DOCUMENT SECTION:
━━━━

Dialect coach Lilene Mansell died April 4 after a long illness stemming from a malignant brain tumor. She was 59.

Born in Beaver Falls, Penn., she graduated with a drama degree from Carnegie-Mellon U. She worked for several years as an actress on New York and regional stages but eventually moved into coaching full time.

Among her credits as a dialect coach on Broadway are the original productions of “The Producers,” “Master Class,” “The Sisters Rosensweig,” the American cast of “Stones in His Pocket,” as well as recent revivals of “The Iceman Cometh” and “Wait Until Dark.”

Her most recent work in film include the HBO production of “Angels in America,” “Maid in Manhattan,” “Divine Secrets of the Ya-Ya Sisterhood” and “Sweet Home Alabama.” At the time of her hospitalization in October 2002, she had just completed work on Audrey Tautou’s first American movie, “No Where to Go But Up.”

━━━━

RECORD SET:
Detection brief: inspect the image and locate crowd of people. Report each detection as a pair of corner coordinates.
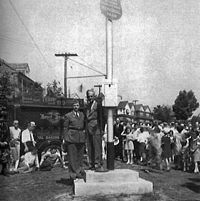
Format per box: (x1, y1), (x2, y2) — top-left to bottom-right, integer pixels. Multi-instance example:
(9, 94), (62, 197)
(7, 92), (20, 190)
(111, 119), (200, 173)
(0, 90), (200, 177)
(0, 89), (104, 181)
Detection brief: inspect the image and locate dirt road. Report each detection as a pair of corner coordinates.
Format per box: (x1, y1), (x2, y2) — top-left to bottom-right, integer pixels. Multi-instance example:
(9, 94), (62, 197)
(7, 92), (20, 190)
(0, 161), (200, 201)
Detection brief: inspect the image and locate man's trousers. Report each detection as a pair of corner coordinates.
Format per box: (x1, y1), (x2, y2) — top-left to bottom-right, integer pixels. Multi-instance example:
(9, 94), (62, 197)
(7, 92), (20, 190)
(67, 142), (85, 179)
(87, 134), (102, 167)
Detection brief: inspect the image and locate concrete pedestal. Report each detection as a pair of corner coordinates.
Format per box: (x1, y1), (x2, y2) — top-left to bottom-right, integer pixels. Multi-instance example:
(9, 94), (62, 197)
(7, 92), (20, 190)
(74, 169), (153, 196)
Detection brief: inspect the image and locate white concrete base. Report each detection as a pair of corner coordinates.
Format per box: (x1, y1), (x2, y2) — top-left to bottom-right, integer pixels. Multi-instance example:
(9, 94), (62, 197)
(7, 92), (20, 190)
(74, 169), (153, 196)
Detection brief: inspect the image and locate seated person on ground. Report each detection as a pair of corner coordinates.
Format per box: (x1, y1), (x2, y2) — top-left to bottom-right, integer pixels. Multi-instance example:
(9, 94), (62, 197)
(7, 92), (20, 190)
(40, 148), (63, 171)
(18, 148), (39, 173)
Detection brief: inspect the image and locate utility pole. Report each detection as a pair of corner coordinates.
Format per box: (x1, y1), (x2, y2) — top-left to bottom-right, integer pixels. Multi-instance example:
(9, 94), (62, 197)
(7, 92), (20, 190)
(132, 100), (139, 105)
(55, 53), (78, 98)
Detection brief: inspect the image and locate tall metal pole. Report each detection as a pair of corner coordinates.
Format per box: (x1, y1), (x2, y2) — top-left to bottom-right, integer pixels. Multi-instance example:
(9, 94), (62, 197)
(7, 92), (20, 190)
(55, 53), (78, 98)
(64, 56), (68, 98)
(106, 18), (115, 170)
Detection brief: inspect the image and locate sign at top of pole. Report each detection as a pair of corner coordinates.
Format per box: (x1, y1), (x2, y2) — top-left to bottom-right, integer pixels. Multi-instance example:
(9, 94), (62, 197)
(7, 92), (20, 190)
(100, 0), (122, 20)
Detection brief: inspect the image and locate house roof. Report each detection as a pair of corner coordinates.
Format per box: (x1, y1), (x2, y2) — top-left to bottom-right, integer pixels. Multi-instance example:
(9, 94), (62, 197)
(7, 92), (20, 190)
(118, 101), (128, 109)
(8, 63), (30, 73)
(0, 58), (16, 72)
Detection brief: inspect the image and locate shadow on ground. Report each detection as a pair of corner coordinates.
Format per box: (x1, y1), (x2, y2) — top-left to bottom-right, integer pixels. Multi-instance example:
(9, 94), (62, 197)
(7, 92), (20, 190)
(182, 182), (200, 193)
(56, 178), (74, 186)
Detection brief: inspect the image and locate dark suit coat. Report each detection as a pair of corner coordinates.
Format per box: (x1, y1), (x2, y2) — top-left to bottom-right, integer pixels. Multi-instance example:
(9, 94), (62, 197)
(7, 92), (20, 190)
(113, 124), (123, 139)
(64, 111), (86, 143)
(86, 100), (101, 135)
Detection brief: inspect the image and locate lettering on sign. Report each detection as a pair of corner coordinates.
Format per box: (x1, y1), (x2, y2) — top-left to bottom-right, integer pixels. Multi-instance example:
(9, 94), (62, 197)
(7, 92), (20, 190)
(100, 0), (122, 20)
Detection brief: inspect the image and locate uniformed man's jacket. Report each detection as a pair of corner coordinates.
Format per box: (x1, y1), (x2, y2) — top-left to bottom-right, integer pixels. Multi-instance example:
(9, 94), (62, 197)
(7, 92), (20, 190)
(64, 111), (86, 143)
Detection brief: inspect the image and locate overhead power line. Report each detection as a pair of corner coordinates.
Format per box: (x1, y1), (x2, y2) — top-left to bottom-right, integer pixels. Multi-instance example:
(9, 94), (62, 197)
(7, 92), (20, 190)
(9, 0), (50, 67)
(69, 58), (105, 75)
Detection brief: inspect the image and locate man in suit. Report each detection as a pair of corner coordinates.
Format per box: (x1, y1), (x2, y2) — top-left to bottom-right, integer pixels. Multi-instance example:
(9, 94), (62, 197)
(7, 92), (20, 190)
(113, 118), (123, 161)
(64, 100), (86, 181)
(86, 89), (105, 172)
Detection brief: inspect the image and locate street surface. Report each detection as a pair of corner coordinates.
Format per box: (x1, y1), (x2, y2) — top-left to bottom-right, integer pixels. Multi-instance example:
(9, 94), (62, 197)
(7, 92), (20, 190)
(0, 161), (200, 201)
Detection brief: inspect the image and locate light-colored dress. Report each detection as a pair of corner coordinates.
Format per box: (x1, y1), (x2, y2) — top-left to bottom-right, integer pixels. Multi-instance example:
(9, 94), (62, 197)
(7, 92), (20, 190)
(124, 132), (134, 150)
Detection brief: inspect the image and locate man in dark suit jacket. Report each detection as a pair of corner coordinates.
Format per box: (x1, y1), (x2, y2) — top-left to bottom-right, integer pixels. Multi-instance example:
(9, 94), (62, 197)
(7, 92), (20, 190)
(64, 100), (86, 180)
(86, 90), (104, 171)
(113, 118), (123, 160)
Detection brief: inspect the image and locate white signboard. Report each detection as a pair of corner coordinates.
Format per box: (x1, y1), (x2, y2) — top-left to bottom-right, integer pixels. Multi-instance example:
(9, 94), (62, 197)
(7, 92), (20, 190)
(100, 0), (122, 20)
(104, 83), (118, 107)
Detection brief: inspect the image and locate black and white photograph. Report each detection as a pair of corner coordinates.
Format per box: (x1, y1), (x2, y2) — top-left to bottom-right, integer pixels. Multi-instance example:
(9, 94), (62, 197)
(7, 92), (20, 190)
(0, 0), (200, 201)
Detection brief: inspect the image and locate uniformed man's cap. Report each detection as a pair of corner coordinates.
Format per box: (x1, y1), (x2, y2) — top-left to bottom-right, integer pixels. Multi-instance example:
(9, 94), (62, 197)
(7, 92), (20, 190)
(13, 120), (19, 124)
(30, 121), (36, 127)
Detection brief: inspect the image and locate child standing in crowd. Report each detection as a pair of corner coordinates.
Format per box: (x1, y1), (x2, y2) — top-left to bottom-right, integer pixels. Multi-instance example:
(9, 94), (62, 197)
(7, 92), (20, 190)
(18, 147), (39, 173)
(161, 132), (172, 171)
(121, 126), (134, 164)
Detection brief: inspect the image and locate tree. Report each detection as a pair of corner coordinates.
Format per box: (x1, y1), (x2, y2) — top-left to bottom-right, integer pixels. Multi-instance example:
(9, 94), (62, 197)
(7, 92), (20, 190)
(47, 80), (63, 97)
(173, 90), (199, 120)
(153, 105), (172, 122)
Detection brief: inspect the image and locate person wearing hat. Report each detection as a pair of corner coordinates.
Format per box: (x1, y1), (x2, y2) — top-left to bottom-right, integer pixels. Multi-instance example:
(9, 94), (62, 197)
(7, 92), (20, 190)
(63, 100), (86, 181)
(9, 120), (21, 171)
(21, 121), (39, 170)
(86, 89), (106, 172)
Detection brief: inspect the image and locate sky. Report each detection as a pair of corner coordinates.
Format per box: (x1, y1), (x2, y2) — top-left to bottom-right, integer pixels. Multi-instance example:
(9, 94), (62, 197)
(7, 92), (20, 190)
(0, 0), (200, 113)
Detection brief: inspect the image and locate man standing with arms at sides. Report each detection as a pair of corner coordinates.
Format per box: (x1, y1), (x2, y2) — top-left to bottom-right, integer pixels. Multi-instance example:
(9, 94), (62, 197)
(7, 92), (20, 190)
(21, 121), (39, 170)
(9, 120), (21, 171)
(113, 118), (123, 161)
(64, 100), (86, 181)
(86, 89), (105, 172)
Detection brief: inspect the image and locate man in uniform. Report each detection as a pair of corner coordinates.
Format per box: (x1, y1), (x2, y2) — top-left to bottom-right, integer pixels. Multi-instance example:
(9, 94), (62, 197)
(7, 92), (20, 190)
(64, 100), (86, 181)
(86, 89), (105, 172)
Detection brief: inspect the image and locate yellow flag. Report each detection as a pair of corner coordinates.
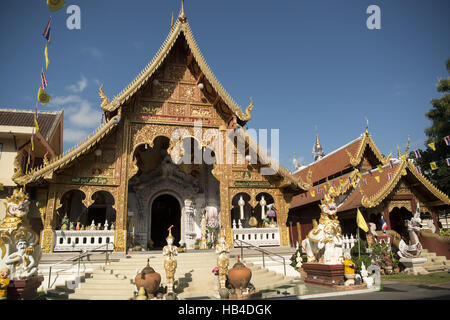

━━━━

WHAT IS BEING ASKED: List every Broadway production that the obituary of dialect coach Lilene Mansell names among her credits.

ANSWER TO THIS EXERCISE:
- "The Producers"
- "Master Class"
- "The Sisters Rosensweig"
- "Stones in His Pocket"
- "The Iceman Cometh"
- "Wait Until Dark"